## PAGE EXTRACT
Start of Block
The Unser Racing Museum opened in 2005 and contains interactive exhibits about the family that's won nine Indianapolis 500s. It is a public-private partnership. The state owns the land and buildings, but the museum operates independently as a nonprofit.

Bassan said she heard the museum was possibly relocating out of town.

Peña said the $4 million would go toward relocating the Unser Racing Museum to Unser and Central SW — though no plan currently exists in the city's master plan.

"The Unser family put Albuquerque on the map," said Peña, who represents Albuquerque's southwestern district. "They have such a legacy not only here, but worldwide. With Bobby now passed away, now their wives are entering the next phase of their lives. They want to carry out the wishes and want to build an Unser Museum on West Central. That way the collection would always be here."

Peña said she is aware that a Nebraska entity is interested in the Unser collections and would move them to Nebraska.

"I, along with others, want to keep the collection in New Mexico," Peña said. "We're trying to accomplish that. The original Unser shop still exists on Central and we're trying to carry out the vision."

Attendance has always been a challenge for the museum, often drawing fewer than 20,000 visitors per year.

Peña said Al and Bobby Unser always wanted the museum to be on Unser and Central. Efforts to reach the Unser Racing Museum were unsuccessful.

"The political wheel drove it to Montaño," Peña said. "It's misplaced. It needs to be where the brothers and family intended it to be. Right in the heart of the city of Albuquerque."

The Albuquerque Museum funding that Keller proposed — and the council did not include in its package — would have gone primarily to an education center. That's the third and final phase of a museum master plan completed in 2000. It includes classrooms, education exhibit space and renovating a building built in the late 1970s, said Cynthia Garcia, museums liaison for the city's Department of Arts & Culture.

The money Keller proposed would have allowed the museum to start construction in 2025 or 2026, Garcia said.

"We would encounter significant delays in building and opening the center should any of the funding in the Decade Plan be reduced or fail completely," Garcia said. "Funding delays would also lead to increases in construction costs due to inflation."

The Albuquerque Museum saw 92,671 visitors in 2022, which is up from the early pandemic years, but still lower than the 133,398 visitors seen in 2019.

City Councilor Tammy Fiebelkorn said she's heard community concerns about museum funding and is actively working on amendments that would include money for The Albuquerque Museum's education center prior to the council's final vote.
End of Block
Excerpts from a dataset
Start of Block
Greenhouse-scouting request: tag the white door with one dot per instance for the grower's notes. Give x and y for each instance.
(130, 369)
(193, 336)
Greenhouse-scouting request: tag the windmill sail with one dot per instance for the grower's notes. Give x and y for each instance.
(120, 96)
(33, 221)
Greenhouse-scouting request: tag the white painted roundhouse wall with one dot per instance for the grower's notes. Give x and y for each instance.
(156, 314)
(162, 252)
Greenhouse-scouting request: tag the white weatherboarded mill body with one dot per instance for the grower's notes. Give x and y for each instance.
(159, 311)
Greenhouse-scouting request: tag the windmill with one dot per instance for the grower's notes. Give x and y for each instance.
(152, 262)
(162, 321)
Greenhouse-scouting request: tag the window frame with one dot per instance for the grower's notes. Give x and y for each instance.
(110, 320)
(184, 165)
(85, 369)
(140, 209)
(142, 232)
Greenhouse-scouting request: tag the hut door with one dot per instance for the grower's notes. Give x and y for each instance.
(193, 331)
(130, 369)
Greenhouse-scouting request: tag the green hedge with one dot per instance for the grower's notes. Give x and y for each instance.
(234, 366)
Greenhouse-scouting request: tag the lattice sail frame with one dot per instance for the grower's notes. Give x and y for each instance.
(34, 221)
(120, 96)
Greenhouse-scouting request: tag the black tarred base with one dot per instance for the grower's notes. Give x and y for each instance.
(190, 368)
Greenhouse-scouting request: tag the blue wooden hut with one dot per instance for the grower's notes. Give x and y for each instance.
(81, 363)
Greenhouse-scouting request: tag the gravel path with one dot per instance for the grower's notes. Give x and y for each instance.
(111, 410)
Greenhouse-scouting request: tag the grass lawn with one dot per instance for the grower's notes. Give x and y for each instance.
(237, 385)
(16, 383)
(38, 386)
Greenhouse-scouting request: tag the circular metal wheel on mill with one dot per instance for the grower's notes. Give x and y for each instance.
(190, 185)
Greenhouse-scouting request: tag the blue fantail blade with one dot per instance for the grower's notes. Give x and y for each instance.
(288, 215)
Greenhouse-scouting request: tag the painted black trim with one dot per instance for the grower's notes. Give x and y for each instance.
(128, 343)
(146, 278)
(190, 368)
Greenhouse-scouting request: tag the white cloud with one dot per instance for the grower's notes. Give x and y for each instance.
End of Block
## PROMPT
Return the museum funding article word for word, everything from "Peña said the" down to "city's master plan.".

## SOLVED PROBLEM
Peña said the $4 million would go toward relocating the Unser Racing Museum to Unser and Central SW — though no plan currently exists in the city's master plan.